[Start Data supplied]

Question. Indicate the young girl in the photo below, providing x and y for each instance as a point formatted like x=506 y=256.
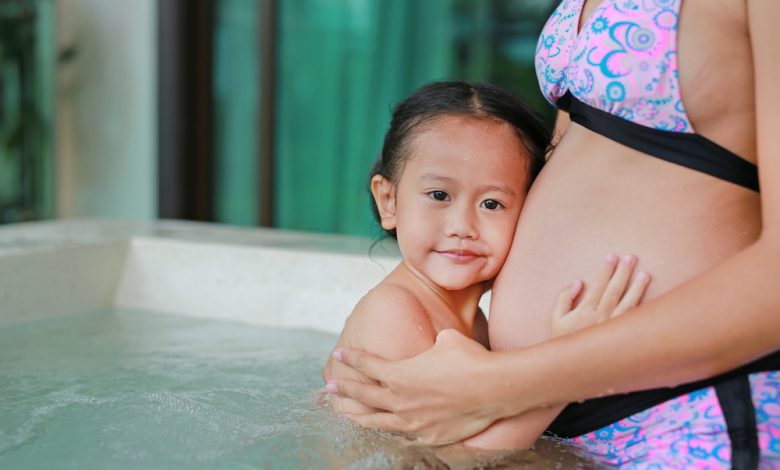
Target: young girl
x=454 y=171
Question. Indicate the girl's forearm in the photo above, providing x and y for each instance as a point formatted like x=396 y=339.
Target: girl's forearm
x=718 y=321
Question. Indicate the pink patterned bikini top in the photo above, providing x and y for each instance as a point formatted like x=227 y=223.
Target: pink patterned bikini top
x=618 y=76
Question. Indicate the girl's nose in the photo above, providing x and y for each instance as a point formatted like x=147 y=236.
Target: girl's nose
x=461 y=223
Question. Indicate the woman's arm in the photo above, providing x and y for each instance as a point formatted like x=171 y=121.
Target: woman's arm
x=720 y=320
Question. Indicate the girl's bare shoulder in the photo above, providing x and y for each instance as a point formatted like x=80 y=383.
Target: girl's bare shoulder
x=390 y=321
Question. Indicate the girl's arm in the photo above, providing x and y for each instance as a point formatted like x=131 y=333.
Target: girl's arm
x=389 y=322
x=718 y=321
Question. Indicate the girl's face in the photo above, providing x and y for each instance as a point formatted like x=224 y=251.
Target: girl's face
x=458 y=199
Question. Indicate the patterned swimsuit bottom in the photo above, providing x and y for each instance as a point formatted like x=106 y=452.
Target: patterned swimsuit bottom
x=689 y=431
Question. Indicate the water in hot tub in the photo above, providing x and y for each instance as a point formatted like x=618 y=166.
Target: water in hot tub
x=131 y=389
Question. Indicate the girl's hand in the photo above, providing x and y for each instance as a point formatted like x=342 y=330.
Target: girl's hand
x=612 y=294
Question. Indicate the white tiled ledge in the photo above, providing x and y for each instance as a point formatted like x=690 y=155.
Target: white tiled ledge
x=257 y=276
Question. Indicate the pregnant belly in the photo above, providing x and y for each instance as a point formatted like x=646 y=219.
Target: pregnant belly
x=610 y=199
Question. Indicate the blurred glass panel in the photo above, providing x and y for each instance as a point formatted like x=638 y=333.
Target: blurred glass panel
x=236 y=91
x=26 y=73
x=344 y=64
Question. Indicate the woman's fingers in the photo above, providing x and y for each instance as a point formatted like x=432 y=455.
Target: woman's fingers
x=594 y=292
x=617 y=285
x=384 y=421
x=373 y=367
x=371 y=395
x=633 y=295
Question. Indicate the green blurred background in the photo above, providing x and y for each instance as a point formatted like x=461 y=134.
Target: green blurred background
x=243 y=112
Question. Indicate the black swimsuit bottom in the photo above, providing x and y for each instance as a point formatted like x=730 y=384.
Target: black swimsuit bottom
x=701 y=154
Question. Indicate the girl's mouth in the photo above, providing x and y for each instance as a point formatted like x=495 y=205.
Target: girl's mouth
x=459 y=256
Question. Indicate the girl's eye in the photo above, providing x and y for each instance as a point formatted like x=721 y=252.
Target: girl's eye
x=491 y=204
x=439 y=195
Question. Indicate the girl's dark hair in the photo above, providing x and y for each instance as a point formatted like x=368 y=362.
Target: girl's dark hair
x=479 y=100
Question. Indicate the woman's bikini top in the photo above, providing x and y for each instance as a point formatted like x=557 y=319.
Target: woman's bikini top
x=618 y=77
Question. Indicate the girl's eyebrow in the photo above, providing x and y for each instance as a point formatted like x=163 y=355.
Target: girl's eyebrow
x=482 y=189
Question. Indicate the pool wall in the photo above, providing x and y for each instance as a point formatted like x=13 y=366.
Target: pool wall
x=256 y=276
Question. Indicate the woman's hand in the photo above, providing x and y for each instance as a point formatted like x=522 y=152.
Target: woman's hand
x=609 y=296
x=439 y=395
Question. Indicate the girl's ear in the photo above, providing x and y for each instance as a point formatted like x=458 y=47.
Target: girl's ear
x=383 y=191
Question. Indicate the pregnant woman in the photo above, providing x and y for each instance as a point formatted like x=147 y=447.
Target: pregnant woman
x=667 y=110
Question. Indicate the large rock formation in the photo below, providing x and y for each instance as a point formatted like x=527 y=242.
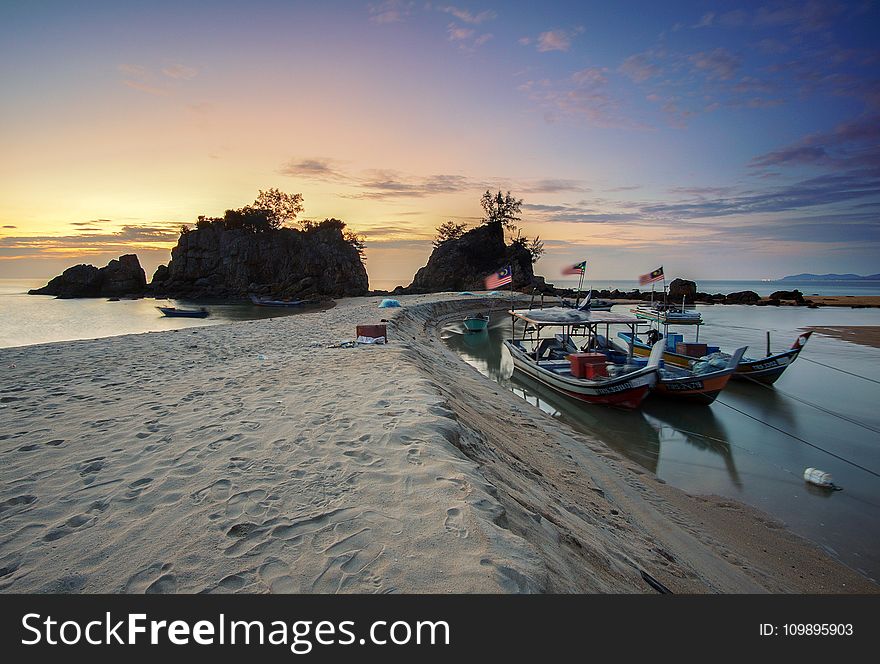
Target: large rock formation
x=464 y=263
x=215 y=262
x=124 y=276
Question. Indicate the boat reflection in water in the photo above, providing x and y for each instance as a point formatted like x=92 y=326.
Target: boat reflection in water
x=637 y=435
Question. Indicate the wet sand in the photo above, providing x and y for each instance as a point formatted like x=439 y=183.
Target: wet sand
x=253 y=457
x=865 y=335
x=872 y=301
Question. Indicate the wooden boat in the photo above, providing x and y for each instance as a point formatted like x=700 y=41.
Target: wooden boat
x=581 y=376
x=700 y=382
x=174 y=312
x=266 y=302
x=668 y=314
x=589 y=304
x=763 y=370
x=476 y=323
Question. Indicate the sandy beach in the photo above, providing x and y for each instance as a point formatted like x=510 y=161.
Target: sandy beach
x=252 y=457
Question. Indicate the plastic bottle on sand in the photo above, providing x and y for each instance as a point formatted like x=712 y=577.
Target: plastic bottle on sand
x=818 y=477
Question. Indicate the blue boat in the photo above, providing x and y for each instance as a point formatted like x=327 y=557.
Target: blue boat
x=174 y=312
x=476 y=323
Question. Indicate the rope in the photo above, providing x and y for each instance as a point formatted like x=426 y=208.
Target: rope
x=848 y=373
x=805 y=442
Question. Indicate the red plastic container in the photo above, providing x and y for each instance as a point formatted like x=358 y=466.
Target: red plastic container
x=691 y=350
x=588 y=365
x=373 y=331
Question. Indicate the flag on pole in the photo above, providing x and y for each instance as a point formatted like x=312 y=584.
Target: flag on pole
x=651 y=277
x=580 y=268
x=503 y=276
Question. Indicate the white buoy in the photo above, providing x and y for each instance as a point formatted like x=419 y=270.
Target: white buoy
x=818 y=477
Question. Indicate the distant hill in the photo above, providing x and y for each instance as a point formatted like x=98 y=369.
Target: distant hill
x=831 y=277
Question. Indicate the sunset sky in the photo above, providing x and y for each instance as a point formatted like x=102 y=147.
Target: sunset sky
x=722 y=140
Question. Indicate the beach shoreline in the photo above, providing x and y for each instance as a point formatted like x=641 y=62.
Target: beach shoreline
x=253 y=457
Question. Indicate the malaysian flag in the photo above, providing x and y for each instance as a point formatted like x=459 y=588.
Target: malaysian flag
x=580 y=268
x=651 y=277
x=503 y=276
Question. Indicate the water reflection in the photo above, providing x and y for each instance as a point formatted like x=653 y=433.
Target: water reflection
x=754 y=442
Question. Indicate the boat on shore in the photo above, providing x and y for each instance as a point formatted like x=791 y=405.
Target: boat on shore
x=586 y=376
x=266 y=302
x=589 y=304
x=667 y=314
x=476 y=323
x=766 y=370
x=700 y=382
x=174 y=312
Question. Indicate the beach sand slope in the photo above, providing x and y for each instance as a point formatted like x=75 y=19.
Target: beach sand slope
x=253 y=457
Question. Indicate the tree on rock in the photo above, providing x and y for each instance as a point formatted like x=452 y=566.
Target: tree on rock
x=501 y=207
x=278 y=206
x=448 y=231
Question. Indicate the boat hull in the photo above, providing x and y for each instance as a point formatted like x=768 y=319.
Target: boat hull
x=698 y=389
x=626 y=391
x=766 y=370
x=171 y=312
x=476 y=324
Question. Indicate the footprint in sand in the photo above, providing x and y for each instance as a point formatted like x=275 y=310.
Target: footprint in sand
x=276 y=574
x=247 y=502
x=73 y=524
x=23 y=500
x=455 y=522
x=364 y=458
x=155 y=578
x=137 y=487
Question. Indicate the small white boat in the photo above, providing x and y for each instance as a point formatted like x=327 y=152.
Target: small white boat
x=476 y=323
x=174 y=312
x=586 y=376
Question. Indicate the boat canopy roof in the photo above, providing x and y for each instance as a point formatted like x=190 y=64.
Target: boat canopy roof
x=565 y=316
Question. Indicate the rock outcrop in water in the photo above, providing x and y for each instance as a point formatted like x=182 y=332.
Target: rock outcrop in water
x=124 y=276
x=213 y=261
x=464 y=263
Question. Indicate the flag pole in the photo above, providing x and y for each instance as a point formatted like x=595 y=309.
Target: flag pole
x=580 y=287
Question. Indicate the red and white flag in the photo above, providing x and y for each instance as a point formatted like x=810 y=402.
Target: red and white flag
x=503 y=276
x=651 y=277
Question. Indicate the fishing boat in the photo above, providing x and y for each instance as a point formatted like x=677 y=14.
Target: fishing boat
x=589 y=304
x=665 y=314
x=700 y=382
x=476 y=323
x=174 y=312
x=586 y=376
x=765 y=370
x=266 y=302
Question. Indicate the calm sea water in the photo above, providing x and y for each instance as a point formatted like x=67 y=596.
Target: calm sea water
x=754 y=442
x=704 y=286
x=34 y=319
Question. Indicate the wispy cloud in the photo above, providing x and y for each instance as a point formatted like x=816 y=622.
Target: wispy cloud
x=180 y=71
x=467 y=39
x=466 y=16
x=124 y=240
x=718 y=64
x=639 y=68
x=584 y=95
x=312 y=169
x=556 y=40
x=390 y=11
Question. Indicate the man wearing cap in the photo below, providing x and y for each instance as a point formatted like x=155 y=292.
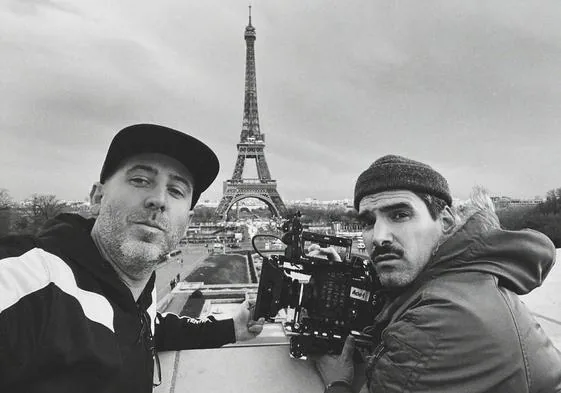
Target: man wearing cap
x=452 y=321
x=77 y=302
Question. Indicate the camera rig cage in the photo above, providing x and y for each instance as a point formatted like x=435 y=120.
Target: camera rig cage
x=329 y=299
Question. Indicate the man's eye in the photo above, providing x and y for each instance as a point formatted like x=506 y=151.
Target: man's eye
x=367 y=223
x=139 y=181
x=176 y=192
x=400 y=215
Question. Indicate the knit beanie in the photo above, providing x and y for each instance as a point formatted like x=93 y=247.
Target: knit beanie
x=393 y=172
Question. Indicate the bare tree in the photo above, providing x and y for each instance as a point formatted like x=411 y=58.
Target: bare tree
x=5 y=199
x=37 y=210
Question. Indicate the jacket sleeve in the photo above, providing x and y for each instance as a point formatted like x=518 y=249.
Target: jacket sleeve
x=17 y=340
x=176 y=333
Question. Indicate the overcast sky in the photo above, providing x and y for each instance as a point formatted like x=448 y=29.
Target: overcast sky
x=471 y=87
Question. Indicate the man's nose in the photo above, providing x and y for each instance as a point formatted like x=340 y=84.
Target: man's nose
x=157 y=199
x=381 y=234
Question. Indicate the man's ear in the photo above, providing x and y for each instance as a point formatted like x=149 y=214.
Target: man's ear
x=448 y=220
x=190 y=215
x=95 y=198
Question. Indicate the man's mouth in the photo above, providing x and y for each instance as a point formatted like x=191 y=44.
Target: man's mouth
x=151 y=224
x=385 y=257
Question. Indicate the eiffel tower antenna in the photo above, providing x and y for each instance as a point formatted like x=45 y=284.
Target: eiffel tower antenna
x=251 y=146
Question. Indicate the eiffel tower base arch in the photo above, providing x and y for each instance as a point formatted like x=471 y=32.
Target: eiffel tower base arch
x=236 y=191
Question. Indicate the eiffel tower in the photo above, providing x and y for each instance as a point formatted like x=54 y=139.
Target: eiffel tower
x=251 y=146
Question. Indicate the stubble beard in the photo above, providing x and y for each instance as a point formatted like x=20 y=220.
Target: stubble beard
x=138 y=257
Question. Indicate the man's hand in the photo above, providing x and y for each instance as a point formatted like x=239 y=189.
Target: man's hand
x=316 y=251
x=338 y=368
x=244 y=326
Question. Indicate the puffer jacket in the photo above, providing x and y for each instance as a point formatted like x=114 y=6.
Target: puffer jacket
x=69 y=324
x=460 y=327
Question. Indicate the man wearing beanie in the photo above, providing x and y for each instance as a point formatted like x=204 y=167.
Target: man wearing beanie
x=452 y=321
x=78 y=302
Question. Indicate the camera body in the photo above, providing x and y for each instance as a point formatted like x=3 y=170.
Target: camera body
x=328 y=299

[End Data supplied]

## Task instructions
Copy out word for word the lines that begin with the one containing "Question. Indicate the girl's bare" and run through the one containing "x=701 y=154", including both of those lines.

## Answer for this exercise
Question. Indicate the girl's bare shoulder in the photo above, providing x and y for each instance as a point formatted like x=80 y=383.
Target: girl's bare shoulder
x=390 y=321
Question. Indicate the girl's arm in the photo above, providing x and y for each instance as a point formatted like x=131 y=333.
Target: girl's arm
x=389 y=322
x=718 y=321
Question. Indicate the girl's face in the photo above, providing x and y for each instance as a point formatted like x=224 y=251.
Target: girl's face
x=458 y=199
Question. Indicate the patterned swimsuit bottom in the photo above, providing x and y for each instance as a point formatted like x=106 y=452.
Target: patterned swimsuit bottom
x=689 y=431
Question. Indicate the water in hot tub in the photo above, providing x and y for each instance as a point formatted like x=618 y=166.
Target: water in hot tub
x=131 y=389
Question. Indicate the girl's hand in the photo above, providing x and y for each instance as a point formatted like x=342 y=330.
Target: girl's hand
x=612 y=294
Question. Indicate the white tiled ledge in the photo above, providing x and y for each instance as a point formatted like x=690 y=155.
Target: white tiled ledge
x=257 y=276
Question. Indicate the pregnant belly in the photo above, providing x and y for each instance as a point formatted like x=646 y=219.
Target: pregnant belly
x=610 y=199
Question. Indicate the blurred glass panel in the photo above, providing x and y for each instance as a point formatted like x=638 y=333.
Target: blurred glass panel
x=236 y=91
x=26 y=73
x=344 y=64
Question. Indicate the woman's fingers in the photo above, providing x and y for each instance as a point formatted like x=432 y=455.
Target: woman's fingers
x=594 y=292
x=617 y=285
x=384 y=421
x=373 y=367
x=371 y=395
x=633 y=295
Question. Indicate the green blurred background in the photo above, providing x and y for each instance as a point formatted like x=461 y=134.
Target: green blurred background
x=243 y=112
Question. Indicate the black swimsuit bottom in the photo above, providing x and y for each instance as a point formatted like x=730 y=384.
Target: black swimsuit bottom
x=701 y=154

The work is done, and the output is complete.